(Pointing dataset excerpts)
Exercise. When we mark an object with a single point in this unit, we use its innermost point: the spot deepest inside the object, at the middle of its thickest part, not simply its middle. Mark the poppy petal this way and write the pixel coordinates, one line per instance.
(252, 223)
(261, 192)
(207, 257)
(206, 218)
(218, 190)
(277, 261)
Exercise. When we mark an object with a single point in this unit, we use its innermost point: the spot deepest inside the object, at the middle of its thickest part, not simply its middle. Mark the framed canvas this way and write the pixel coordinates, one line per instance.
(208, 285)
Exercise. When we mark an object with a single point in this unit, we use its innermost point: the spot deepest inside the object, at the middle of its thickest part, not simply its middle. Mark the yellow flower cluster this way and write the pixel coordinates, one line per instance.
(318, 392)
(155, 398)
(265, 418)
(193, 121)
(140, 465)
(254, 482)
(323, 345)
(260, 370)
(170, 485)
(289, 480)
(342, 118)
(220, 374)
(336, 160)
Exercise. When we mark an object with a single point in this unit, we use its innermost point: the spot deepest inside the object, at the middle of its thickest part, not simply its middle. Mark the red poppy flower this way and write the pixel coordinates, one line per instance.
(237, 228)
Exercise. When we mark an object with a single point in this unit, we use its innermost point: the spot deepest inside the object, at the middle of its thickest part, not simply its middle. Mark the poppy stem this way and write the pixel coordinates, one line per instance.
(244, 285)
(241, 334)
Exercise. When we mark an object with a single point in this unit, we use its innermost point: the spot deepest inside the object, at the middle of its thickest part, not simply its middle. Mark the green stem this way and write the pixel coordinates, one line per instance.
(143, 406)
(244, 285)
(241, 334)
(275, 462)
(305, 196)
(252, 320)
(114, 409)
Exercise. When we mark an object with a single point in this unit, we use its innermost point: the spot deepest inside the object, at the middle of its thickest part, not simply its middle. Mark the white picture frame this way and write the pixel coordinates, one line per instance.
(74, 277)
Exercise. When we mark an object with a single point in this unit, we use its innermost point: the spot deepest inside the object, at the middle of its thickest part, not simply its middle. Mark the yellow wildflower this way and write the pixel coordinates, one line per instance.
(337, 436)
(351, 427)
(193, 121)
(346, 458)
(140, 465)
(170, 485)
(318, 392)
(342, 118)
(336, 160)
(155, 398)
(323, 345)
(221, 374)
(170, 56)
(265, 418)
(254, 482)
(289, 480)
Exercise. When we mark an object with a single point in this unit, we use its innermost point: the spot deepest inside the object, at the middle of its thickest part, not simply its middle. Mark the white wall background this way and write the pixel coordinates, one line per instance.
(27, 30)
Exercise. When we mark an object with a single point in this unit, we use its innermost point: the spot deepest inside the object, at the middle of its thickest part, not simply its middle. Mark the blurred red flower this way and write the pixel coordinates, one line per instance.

== OBJECTIVE ==
Copy each record from above without leaving any out.

== SOLUTION TO THIS PROBLEM ==
Exercise. When we mark an object with a single point in this unit, we use its innermost point: the spot deepest inside the object, at the middle of its thickest part, not simply its middle. Mark the poppy petal this way and write the pixel coordinates, one line per instance.
(252, 223)
(261, 192)
(207, 257)
(206, 218)
(218, 190)
(277, 261)
Exercise. When we mark an object with a single point in this unit, we use its innermost point: the spot deepest inside the object, at the middle of its thickest part, not simply its middle. Mark the framed canvas this way and write the pixel coordinates, one line per instance.
(208, 285)
Exercise. When we mark an object with a single point in this unit, we use its innermost point: the spot deepest inside the object, at the middle of its thickest part, not simply its middle. Mark the yellow flower cluster this way and write the pixel coordinates, one line per instance.
(318, 392)
(155, 398)
(265, 418)
(193, 121)
(140, 465)
(254, 482)
(323, 345)
(260, 370)
(170, 485)
(289, 480)
(342, 118)
(220, 374)
(336, 160)
Exercise. When we mark an object with a single point in this unit, we use its innermost point: the spot deepest inside the object, at the middle of its thickest part, not simply its middle. Mark the red poppy flower this way and write the pixel coordinates, one line per instance.
(237, 228)
Exercise. When we mark an object with a single point in this unit, we use its innermost point: the spot deepest inside the object, at the middle of its thickest part, not simply its middle. Mark the poppy stem this way and write the pixel coordinates, one line per instance.
(244, 285)
(241, 334)
Exercise. When we mark an object with a single point in this unit, we use its innermost point: the spot deepest inside the object, at the middle of its thickest part, not simply its middle. Mark the green stem this way and write the pixel coordinates, one line per instance.
(143, 406)
(244, 285)
(241, 334)
(275, 462)
(305, 196)
(252, 320)
(114, 409)
Exercise. When we mark an object with a single point in this unit, we use its innermost point: the spot deepest inside the object, at the middle of its thickest part, not simply its middle. Mark the white picture frame this way and write the pixel coordinates, one line per instance.
(74, 277)
Exercise. When we mark an object with a single point in this unit, we use its innermost point: the spot deepest inside the object, at the middle of its thickest part, not simply its middle. Mark the yellow wildflower this way and write the pixel coordinates, one line per instance.
(337, 436)
(351, 427)
(193, 121)
(346, 458)
(140, 465)
(170, 485)
(318, 392)
(342, 118)
(336, 160)
(155, 398)
(323, 345)
(221, 374)
(170, 56)
(265, 418)
(254, 482)
(289, 480)
Exercise. When we mark an object with a single point in this unit, we use its innermost point: the spot deepest inside the object, at the middle of its thickest part, not simply its middle. Mark the white wall background this way and write the pixel coordinates, one line per instance.
(27, 30)
Exercise. When we mark an object with a single point in this unit, we use its innermost point: the spot deepest inside the object, at the middle of its thickest part, not simply its middle. Mark the blurred red flower this way and write the pixel coordinates, one line per instance.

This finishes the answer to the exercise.